Problem to solve:
Transcribe only the lines of the listing below from the one holding "Each instance of the wooden chair" through the one holding "Each instance of the cabinet", inclusive, without any change.

Data extracts:
------------------------------------------------------------------------
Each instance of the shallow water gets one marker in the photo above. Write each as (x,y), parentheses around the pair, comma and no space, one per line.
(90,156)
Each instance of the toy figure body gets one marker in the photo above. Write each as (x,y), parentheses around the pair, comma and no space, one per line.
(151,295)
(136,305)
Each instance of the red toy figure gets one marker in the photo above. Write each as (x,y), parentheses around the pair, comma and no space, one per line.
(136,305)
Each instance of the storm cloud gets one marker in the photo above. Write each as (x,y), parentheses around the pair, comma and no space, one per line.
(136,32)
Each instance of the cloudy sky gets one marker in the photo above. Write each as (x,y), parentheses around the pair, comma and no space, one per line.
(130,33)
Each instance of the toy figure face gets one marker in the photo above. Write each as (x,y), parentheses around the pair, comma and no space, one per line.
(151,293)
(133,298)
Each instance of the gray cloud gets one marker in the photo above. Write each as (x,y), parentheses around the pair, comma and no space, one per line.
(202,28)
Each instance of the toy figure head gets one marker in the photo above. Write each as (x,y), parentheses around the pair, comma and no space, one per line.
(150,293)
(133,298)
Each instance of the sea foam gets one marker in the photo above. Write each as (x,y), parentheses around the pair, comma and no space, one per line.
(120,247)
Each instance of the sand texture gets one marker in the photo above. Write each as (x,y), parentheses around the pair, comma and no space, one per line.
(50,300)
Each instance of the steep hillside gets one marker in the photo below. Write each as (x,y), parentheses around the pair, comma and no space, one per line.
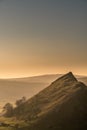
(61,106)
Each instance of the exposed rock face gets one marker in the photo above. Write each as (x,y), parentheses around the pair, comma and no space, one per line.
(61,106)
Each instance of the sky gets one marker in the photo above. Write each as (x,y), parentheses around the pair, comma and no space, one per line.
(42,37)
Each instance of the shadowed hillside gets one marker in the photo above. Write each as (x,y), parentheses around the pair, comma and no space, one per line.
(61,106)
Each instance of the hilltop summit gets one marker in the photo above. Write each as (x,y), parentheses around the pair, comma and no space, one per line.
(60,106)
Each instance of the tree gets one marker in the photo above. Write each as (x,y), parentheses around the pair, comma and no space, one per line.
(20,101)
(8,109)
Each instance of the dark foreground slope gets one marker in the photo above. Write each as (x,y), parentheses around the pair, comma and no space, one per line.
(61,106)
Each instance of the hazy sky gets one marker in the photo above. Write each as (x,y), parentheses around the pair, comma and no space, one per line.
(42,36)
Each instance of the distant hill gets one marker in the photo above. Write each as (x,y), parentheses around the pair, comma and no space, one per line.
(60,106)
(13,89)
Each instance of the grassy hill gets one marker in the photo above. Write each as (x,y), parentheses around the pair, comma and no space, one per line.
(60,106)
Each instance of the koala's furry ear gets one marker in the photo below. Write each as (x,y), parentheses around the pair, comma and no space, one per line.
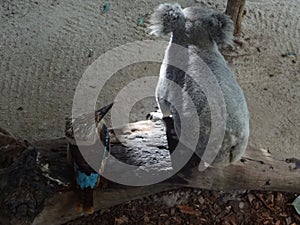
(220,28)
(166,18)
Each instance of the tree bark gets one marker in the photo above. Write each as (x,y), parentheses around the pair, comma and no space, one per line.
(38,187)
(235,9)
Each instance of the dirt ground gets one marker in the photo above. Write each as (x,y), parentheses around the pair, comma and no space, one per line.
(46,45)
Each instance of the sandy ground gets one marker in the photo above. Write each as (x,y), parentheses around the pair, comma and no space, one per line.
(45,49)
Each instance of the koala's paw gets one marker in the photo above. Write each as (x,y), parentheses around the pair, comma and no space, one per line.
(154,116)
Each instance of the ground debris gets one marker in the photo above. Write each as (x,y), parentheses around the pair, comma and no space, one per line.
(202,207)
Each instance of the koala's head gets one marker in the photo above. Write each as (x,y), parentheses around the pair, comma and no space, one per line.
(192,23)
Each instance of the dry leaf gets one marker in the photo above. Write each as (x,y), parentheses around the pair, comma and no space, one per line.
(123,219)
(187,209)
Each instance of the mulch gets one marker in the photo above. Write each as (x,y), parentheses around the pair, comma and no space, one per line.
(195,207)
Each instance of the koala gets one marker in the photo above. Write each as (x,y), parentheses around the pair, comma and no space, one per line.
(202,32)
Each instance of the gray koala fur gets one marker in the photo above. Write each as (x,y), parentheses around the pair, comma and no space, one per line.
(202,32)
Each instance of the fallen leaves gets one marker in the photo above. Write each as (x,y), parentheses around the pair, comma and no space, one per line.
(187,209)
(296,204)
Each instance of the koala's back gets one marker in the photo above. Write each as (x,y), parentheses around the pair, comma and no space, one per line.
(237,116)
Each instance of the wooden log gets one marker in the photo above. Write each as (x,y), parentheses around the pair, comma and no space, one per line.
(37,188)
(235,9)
------------------------------------------------------------------------
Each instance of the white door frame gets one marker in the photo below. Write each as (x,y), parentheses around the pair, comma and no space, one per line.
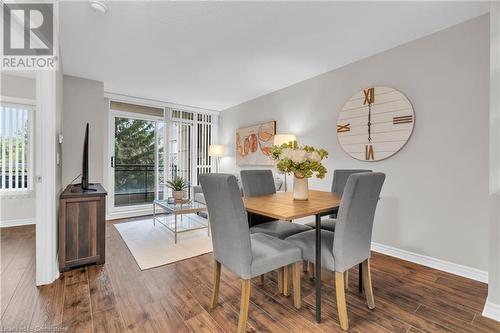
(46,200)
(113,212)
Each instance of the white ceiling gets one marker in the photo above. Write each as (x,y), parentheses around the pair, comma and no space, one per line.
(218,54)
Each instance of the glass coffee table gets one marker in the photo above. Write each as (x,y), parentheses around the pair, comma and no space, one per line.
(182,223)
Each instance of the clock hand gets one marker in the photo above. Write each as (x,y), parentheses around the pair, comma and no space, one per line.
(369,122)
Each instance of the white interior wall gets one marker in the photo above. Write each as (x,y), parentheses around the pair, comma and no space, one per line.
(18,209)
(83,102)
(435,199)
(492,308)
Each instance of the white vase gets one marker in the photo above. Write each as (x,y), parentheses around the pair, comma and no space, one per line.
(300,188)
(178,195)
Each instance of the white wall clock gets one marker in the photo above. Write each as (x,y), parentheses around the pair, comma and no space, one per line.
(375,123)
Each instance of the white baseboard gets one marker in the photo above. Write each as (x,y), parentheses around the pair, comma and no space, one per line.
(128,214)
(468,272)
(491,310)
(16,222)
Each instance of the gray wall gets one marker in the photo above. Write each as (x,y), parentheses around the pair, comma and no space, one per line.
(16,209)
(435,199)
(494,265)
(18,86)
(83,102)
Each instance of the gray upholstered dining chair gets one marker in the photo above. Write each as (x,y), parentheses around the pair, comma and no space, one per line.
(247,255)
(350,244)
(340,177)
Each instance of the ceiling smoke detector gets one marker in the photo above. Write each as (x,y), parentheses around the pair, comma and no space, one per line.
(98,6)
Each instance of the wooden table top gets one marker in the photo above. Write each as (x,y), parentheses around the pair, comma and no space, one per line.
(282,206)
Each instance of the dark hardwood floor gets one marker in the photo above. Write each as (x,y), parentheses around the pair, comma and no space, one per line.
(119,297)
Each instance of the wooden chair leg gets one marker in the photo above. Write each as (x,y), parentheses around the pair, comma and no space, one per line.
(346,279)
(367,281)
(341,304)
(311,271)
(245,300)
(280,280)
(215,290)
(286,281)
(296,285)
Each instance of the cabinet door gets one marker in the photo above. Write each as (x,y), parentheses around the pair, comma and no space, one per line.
------------------------------------------------------------------------
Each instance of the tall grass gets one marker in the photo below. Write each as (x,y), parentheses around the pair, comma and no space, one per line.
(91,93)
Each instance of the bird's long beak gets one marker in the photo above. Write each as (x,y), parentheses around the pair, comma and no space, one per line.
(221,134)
------------------------------------------------------------------------
Problem solution:
Each instance of the wooden chair leg gets one marker in the photo above. Write each as (x,y), parentheses around the pair, comma and no space, one per line.
(346,279)
(367,281)
(341,304)
(311,271)
(245,300)
(280,280)
(215,290)
(286,281)
(296,285)
Each instance of the cabinet door gets one marker in the photo above. Write each as (x,y), parentheses around the pair, comma and no space, one per line.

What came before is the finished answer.